_KUTIPAN BACAAN_
JAKARTA – Polri terus memperbarui model dan langkah-langkah pelayanan terhadap pengunjuk rasa melalui pendekatan berbasis hak asasi manusia (HAM) dan komparatif internasional.

Pembaruan ini dilakukan dengan merujuk pada best practice negara maju, khususnya Inggris, yang telah memiliki Code of Conduct pengendalian massa yang dinilai efektif, transparan, dan akuntabel.
Baca Juga
Wakapolri Komjen Pol Prof. Dr. Dedi Prasetyo menegaskan bahwa penyusunan model pelayanan unjuk rasa harus sejalan dengan amanat Undang-Undang Nomor 9 Tahun 1998 dan sekaligus memenuhi standar internasional dalam perlindungan hak berekspresi.
“Model pelayanan terhadap pengunjuk rasa harus kita rumuskan ulang, tidak hanya berdasarkan kondisi dalam negeri, tetapi juga mengacu pada standar HAM internasional.

_TUJUAN_
Ganti "pengunjuk rasa" dengan "demonstran" pada berita tentang pelayanan Polri terhadap unjuk rasa, lalu tuliskan bagian dari "JAKARTA – Polri" sampai "dan komparatif internasional." dengan penggantian itu.

Catatan tersimpan
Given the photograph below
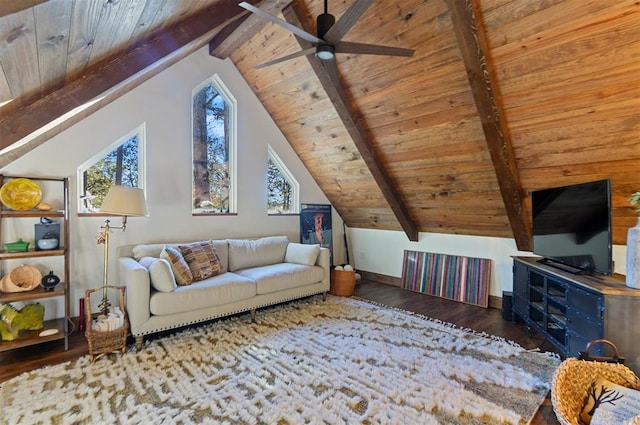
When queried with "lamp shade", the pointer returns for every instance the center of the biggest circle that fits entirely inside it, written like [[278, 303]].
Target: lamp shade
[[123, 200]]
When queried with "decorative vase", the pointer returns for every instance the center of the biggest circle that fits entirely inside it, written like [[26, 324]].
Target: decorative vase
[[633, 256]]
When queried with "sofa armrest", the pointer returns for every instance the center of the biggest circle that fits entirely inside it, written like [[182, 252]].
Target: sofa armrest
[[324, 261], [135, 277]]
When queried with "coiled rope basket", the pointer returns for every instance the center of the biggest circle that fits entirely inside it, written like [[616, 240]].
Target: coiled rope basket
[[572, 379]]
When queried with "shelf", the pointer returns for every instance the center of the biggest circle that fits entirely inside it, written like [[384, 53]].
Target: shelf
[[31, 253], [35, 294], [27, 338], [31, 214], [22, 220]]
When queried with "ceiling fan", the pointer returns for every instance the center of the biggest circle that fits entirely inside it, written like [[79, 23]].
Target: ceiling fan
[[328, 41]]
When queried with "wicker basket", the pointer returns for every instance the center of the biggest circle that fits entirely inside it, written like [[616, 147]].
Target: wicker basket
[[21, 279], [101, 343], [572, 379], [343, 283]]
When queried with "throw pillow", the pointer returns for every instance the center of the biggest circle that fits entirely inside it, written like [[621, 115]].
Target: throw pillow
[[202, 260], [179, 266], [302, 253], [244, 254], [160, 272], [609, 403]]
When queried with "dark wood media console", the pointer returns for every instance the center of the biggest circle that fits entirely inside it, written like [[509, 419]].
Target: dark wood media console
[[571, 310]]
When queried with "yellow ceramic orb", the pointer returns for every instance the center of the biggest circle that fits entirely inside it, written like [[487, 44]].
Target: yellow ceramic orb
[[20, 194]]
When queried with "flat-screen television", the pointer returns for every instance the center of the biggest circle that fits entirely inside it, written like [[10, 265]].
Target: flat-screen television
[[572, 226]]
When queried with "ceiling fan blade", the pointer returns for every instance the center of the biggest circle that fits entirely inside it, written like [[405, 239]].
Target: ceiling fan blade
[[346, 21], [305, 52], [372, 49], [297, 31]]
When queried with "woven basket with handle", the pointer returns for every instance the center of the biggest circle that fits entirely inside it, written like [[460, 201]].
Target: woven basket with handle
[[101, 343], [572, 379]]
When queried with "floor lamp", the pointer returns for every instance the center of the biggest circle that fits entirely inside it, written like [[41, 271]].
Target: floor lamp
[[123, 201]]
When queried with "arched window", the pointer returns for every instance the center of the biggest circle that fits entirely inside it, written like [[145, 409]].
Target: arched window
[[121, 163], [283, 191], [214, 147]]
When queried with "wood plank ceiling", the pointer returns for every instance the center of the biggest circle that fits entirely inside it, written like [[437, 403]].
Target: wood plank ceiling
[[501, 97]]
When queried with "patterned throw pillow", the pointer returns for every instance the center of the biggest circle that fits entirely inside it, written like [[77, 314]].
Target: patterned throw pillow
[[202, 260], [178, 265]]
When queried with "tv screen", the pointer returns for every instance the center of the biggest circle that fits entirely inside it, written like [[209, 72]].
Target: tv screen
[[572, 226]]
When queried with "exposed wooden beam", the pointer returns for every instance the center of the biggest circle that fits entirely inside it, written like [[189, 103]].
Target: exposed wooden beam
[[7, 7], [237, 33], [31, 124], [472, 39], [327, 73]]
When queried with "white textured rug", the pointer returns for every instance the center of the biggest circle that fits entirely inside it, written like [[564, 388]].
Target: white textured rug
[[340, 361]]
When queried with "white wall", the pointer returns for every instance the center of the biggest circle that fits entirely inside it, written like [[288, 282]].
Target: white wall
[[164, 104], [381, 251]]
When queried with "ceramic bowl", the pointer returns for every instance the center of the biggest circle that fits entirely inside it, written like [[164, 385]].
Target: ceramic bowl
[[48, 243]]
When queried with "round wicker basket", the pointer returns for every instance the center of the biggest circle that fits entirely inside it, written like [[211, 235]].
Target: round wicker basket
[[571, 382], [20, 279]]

_PENYELESAIAN LENGKAP_
JAKARTA – Polri terus memperbarui model dan langkah-langkah pelayanan terhadap demonstran melalui pendekatan berbasis hak asasi manusia (HAM) dan komparatif internasional.